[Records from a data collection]
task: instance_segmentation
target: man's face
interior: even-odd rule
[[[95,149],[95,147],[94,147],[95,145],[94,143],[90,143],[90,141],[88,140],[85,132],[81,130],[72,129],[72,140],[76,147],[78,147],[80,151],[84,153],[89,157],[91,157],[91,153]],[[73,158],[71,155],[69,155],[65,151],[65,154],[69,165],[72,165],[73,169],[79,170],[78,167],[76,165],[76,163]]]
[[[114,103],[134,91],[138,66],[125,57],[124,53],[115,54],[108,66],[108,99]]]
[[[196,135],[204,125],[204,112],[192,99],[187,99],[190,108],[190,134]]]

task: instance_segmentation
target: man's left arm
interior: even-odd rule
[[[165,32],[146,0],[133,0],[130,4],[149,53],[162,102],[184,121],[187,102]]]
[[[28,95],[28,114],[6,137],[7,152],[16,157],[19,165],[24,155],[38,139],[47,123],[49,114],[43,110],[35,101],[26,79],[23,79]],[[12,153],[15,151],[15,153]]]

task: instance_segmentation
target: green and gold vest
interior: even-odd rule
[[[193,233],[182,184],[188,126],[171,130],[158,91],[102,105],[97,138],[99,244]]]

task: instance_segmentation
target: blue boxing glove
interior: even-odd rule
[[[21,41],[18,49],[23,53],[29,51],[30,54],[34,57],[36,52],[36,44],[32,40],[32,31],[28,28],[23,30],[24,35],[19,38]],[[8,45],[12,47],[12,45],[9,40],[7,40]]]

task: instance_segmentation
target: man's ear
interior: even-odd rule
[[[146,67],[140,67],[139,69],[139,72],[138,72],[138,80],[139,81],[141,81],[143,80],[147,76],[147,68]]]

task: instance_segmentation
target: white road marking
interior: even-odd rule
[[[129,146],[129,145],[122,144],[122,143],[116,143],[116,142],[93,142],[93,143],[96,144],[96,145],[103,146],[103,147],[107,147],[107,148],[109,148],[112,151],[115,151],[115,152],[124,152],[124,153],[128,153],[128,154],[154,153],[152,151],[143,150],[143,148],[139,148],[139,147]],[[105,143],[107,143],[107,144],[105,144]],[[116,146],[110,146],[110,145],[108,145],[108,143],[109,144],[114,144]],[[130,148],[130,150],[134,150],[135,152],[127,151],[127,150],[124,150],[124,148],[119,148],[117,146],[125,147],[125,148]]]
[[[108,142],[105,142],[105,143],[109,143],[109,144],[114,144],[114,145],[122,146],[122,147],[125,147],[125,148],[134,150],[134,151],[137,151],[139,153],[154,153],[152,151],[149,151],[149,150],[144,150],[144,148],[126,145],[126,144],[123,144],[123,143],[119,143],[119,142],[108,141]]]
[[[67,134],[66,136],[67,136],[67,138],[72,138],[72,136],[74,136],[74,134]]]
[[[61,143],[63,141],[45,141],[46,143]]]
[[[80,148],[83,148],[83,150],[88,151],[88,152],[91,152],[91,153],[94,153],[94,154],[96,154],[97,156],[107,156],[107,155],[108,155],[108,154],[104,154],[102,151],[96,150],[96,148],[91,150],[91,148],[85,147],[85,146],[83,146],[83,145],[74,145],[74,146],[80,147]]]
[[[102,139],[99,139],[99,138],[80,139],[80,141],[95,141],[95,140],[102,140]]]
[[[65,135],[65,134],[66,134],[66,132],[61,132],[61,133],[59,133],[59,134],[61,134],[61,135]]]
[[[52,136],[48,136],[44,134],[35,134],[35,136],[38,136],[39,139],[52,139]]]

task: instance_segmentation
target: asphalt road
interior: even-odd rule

◆ **WHAT YOU NEED TO DO**: Output the complete data exactly as written.

◆ **RESPONSE BELOW**:
task: instance_segmentation
target: man's face
interior: even-odd rule
[[[95,149],[95,147],[94,147],[95,145],[94,143],[90,143],[90,141],[88,140],[85,132],[81,130],[72,129],[72,140],[76,147],[78,147],[80,151],[84,153],[89,157],[91,157],[91,153]],[[73,158],[71,155],[69,155],[65,151],[65,154],[69,165],[72,165],[73,169],[79,170],[78,167],[76,165],[76,163]]]
[[[114,103],[134,91],[138,66],[125,57],[124,53],[115,54],[108,66],[108,99]]]
[[[196,135],[204,125],[204,112],[192,99],[187,99],[190,108],[190,134]]]

task: instance_segmentation
target: man's left arm
interior: even-odd rule
[[[165,32],[146,0],[133,0],[130,4],[149,53],[162,102],[184,121],[187,102]]]
[[[28,95],[28,114],[6,137],[7,152],[16,157],[19,165],[24,155],[38,139],[47,123],[49,114],[43,110],[35,101],[26,79],[23,79]],[[12,153],[15,151],[15,153]]]

task: instance_segmentation
target: green and gold vest
interior: even-odd rule
[[[193,233],[182,184],[188,126],[171,130],[158,91],[102,105],[97,138],[99,244]]]

task: instance_segmentation
target: blue boxing glove
interior: even-odd rule
[[[21,41],[18,49],[23,53],[29,51],[30,54],[34,57],[36,52],[36,44],[32,40],[32,31],[28,28],[23,30],[24,35],[19,38]],[[8,45],[12,47],[12,45],[9,40],[7,40]]]

task: instance_segmentation
target: man's ear
interior: even-odd rule
[[[146,67],[140,67],[139,69],[139,72],[138,72],[138,80],[139,81],[141,81],[143,80],[147,76],[147,68]]]

task: instance_segmentation
target: white road marking
interior: even-odd rule
[[[129,146],[129,145],[122,144],[122,143],[116,143],[116,142],[93,142],[93,143],[96,144],[96,145],[103,146],[103,147],[107,147],[107,148],[109,148],[112,151],[115,151],[115,152],[124,152],[124,153],[128,153],[128,154],[154,153],[152,151],[143,150],[143,148],[139,148],[139,147]],[[105,143],[107,143],[107,144],[105,144]],[[116,146],[110,146],[110,145],[108,145],[108,143],[109,144],[114,144]],[[130,148],[130,150],[134,150],[135,152],[127,151],[127,150],[124,150],[124,148],[119,148],[117,146],[125,147],[125,148]]]
[[[108,142],[105,142],[105,143],[109,143],[109,144],[114,144],[114,145],[122,146],[122,147],[125,147],[125,148],[134,150],[134,151],[137,151],[139,153],[154,153],[152,151],[149,151],[149,150],[144,150],[144,148],[126,145],[126,144],[123,144],[123,143],[119,143],[119,142],[108,141]]]
[[[67,134],[66,136],[67,136],[67,138],[72,138],[72,136],[74,136],[74,134]]]
[[[61,143],[63,141],[45,141],[46,143]]]
[[[80,148],[83,148],[83,150],[88,151],[88,152],[91,152],[91,153],[94,153],[94,154],[96,154],[97,156],[107,156],[107,155],[108,155],[108,154],[104,154],[102,151],[96,150],[96,148],[91,150],[91,148],[85,147],[85,146],[83,146],[83,145],[74,145],[74,146],[80,147]]]
[[[102,139],[99,139],[99,138],[80,139],[80,141],[95,141],[95,140],[102,140]]]
[[[65,135],[65,134],[66,134],[66,132],[61,132],[61,133],[59,133],[59,134],[61,134],[61,135]]]
[[[52,136],[48,136],[44,134],[35,134],[35,136],[38,136],[39,139],[52,139]]]

task: instance_segmentation
target: asphalt road
interior: even-odd rule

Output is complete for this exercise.